(Dataset records)
========================================================================

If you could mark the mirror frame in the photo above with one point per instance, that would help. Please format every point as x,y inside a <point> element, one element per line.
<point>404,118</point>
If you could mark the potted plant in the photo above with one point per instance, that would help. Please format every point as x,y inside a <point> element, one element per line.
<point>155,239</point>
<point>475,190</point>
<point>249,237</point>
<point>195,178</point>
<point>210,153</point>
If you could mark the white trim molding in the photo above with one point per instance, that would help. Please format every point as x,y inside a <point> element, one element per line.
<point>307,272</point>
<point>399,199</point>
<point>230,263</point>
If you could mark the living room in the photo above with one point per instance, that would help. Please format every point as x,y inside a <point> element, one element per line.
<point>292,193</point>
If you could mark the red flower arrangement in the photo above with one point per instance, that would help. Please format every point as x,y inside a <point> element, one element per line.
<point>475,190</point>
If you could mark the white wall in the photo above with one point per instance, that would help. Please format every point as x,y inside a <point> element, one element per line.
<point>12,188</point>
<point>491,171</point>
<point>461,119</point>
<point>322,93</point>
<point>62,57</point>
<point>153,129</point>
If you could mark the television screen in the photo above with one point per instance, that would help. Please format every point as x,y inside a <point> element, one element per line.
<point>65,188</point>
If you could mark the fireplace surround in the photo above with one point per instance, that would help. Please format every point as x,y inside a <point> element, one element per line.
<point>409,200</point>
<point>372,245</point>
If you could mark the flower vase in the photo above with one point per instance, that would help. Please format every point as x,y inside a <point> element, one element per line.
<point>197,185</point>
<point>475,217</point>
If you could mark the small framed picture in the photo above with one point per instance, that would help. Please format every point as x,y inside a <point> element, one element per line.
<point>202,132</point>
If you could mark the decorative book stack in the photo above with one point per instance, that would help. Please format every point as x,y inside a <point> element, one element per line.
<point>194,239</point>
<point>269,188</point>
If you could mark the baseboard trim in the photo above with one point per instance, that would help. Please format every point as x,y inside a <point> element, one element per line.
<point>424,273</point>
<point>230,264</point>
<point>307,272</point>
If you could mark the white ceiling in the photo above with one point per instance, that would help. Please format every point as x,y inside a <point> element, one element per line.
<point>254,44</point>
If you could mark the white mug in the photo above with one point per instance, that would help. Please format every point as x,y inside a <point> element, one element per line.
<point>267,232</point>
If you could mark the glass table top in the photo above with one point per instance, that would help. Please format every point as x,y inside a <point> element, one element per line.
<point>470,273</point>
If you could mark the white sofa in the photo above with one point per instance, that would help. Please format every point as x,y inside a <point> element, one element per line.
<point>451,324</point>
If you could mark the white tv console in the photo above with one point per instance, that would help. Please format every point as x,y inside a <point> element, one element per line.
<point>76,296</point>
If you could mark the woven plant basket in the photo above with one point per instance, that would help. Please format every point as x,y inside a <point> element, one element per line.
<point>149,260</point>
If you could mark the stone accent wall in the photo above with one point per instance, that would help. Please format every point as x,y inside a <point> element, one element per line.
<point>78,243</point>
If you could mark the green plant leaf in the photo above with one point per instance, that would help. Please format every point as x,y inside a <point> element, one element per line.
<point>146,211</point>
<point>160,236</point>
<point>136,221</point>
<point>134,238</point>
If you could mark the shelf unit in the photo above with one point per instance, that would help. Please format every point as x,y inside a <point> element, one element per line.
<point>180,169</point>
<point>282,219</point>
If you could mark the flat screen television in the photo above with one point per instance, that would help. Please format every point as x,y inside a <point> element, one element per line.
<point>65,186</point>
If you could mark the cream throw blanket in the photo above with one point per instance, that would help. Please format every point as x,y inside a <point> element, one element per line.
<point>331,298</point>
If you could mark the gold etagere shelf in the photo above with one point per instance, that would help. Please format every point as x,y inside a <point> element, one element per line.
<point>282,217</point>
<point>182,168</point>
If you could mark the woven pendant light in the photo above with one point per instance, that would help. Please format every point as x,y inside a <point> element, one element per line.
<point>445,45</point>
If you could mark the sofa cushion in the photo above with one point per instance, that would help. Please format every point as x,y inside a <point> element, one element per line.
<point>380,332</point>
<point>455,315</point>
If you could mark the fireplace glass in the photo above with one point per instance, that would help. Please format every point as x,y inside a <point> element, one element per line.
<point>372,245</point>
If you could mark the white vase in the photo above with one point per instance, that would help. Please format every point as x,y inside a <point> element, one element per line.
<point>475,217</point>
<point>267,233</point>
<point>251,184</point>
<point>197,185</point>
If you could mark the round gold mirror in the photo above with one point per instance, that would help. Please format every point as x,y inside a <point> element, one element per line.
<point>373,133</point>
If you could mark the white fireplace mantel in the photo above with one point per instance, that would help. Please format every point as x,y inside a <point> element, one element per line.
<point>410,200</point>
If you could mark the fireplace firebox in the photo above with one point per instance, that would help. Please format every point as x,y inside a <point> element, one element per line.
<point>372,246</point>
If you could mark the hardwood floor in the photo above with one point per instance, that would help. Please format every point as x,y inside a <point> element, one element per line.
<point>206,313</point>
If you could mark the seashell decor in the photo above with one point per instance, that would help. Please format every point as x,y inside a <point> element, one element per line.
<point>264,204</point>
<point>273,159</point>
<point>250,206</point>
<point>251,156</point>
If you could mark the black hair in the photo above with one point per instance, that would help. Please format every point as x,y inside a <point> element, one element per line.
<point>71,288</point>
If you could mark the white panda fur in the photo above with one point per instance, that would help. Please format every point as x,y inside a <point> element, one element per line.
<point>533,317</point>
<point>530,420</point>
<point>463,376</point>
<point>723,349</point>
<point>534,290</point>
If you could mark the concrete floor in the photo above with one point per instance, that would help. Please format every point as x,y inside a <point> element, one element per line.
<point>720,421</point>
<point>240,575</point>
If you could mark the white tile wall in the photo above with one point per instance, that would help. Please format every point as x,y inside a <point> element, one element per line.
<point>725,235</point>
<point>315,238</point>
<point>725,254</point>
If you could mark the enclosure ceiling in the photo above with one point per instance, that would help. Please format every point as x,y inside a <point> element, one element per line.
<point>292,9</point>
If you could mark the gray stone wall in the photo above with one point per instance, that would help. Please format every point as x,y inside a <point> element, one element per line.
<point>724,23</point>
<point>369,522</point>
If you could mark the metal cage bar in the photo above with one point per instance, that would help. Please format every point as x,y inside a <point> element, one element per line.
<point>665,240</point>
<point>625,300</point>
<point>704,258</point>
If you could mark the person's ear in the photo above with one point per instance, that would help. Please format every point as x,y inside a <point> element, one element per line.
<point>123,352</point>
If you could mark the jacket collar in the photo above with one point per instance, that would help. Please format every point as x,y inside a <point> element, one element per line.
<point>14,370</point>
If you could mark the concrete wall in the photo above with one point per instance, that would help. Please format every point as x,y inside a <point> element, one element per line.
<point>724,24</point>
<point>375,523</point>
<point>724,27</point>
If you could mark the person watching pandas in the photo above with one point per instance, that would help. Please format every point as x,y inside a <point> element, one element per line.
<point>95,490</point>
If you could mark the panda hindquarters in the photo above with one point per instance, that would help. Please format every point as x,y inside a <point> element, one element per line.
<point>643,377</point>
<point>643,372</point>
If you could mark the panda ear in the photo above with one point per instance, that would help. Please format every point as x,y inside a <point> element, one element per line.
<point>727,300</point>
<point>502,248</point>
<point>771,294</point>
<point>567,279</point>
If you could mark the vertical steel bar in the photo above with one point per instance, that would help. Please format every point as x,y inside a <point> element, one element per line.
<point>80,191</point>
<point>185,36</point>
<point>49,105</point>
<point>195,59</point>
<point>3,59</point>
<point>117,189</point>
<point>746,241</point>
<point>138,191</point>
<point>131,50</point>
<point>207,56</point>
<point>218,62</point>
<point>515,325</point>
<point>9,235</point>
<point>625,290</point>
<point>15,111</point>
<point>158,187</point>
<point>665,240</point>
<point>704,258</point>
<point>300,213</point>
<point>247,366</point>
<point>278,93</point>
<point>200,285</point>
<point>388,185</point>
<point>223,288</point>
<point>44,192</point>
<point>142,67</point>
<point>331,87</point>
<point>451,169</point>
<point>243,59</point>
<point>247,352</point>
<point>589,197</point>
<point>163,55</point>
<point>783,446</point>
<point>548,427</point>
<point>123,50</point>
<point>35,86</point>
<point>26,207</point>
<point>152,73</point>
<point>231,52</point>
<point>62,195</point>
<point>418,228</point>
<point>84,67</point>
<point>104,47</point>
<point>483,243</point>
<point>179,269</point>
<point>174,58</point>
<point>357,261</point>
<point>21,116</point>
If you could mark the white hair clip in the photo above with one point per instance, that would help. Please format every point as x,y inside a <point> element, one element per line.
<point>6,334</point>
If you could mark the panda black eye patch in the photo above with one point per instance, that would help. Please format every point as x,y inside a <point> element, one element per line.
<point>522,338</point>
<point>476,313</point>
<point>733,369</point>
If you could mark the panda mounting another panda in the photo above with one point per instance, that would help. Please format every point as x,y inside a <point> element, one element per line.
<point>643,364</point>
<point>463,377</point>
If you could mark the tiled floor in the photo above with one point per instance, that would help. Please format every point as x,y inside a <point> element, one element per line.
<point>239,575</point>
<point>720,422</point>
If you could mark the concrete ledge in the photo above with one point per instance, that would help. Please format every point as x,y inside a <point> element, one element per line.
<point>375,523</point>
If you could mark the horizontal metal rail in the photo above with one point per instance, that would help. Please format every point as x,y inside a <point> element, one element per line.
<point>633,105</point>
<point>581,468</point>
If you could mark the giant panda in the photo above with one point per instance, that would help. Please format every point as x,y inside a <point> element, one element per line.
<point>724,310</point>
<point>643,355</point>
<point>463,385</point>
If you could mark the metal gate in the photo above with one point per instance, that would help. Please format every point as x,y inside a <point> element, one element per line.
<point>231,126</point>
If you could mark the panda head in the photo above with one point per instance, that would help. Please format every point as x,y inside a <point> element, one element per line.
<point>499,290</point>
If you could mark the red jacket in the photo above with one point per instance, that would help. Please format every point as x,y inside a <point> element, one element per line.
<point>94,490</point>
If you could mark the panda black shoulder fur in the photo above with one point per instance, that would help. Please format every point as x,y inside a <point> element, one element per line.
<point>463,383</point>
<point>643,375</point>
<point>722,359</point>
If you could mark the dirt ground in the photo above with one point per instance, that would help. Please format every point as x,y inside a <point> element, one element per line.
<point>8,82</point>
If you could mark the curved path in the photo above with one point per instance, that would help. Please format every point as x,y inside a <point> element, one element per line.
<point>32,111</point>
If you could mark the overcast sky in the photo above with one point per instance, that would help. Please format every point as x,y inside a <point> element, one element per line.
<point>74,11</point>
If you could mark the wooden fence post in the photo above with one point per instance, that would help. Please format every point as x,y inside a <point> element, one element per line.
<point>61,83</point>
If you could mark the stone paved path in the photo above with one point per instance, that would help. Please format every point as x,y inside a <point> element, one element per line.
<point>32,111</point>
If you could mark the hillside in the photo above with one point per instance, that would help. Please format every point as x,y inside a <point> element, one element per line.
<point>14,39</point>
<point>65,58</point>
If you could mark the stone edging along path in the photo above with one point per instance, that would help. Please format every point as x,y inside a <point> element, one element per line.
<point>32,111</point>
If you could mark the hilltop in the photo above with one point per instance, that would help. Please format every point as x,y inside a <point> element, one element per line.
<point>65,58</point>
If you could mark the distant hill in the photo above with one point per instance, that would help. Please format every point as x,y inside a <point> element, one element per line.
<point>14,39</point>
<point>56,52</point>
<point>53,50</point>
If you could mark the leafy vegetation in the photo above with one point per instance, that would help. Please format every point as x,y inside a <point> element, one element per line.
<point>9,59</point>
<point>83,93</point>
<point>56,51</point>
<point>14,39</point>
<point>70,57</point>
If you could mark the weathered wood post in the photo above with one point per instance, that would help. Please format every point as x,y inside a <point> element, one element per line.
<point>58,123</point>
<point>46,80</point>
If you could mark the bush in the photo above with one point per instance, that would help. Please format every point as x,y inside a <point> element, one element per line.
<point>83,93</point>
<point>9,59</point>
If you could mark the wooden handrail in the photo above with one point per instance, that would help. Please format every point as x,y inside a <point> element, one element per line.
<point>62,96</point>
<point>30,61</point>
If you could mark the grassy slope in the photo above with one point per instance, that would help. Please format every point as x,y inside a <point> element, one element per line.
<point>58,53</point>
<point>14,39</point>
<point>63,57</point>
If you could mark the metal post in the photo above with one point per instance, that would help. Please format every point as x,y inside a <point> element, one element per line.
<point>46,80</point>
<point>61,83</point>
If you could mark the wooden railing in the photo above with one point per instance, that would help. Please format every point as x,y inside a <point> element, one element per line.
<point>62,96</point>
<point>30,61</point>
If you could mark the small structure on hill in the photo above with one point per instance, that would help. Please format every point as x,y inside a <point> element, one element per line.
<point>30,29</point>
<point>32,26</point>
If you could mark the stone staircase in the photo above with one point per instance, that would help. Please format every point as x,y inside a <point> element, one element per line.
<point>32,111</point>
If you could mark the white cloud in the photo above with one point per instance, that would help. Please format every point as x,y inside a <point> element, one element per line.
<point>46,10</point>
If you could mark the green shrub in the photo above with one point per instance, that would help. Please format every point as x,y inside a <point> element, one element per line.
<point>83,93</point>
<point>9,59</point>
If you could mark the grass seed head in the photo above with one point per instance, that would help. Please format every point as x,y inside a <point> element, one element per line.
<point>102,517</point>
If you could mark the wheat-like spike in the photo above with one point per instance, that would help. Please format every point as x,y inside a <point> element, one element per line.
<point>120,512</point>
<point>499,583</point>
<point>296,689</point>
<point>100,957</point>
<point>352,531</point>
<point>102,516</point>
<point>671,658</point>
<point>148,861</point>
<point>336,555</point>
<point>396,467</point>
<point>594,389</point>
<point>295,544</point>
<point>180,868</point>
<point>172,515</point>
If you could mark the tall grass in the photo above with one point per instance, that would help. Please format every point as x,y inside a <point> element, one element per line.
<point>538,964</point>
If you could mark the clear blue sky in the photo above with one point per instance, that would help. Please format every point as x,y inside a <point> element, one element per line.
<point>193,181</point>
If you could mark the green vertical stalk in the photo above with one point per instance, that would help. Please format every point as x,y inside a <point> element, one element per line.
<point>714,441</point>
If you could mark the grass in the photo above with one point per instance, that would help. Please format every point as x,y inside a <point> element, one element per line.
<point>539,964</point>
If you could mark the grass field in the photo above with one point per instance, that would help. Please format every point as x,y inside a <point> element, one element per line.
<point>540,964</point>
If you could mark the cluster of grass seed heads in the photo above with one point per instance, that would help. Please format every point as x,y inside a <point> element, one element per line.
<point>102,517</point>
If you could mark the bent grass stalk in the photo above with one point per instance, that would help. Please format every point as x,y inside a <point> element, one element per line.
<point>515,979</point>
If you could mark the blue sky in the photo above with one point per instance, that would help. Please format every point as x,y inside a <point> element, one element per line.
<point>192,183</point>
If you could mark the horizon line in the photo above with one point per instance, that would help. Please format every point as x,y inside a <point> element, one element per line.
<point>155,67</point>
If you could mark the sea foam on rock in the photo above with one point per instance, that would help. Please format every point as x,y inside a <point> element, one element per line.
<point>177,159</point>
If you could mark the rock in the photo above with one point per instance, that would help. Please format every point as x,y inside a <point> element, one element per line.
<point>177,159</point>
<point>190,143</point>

========================================================================

» PROBLEM TO WORK ON:
Emit verbatim the lines running from the one with "If you could mark the rock" through the last line of the data, both endpoints inclusive.

» RESPONSE:
If you could mark the rock in the photo above with one point per instance, that would help. Please format every point as x,y inside a <point> element, one element per line.
<point>177,159</point>
<point>190,143</point>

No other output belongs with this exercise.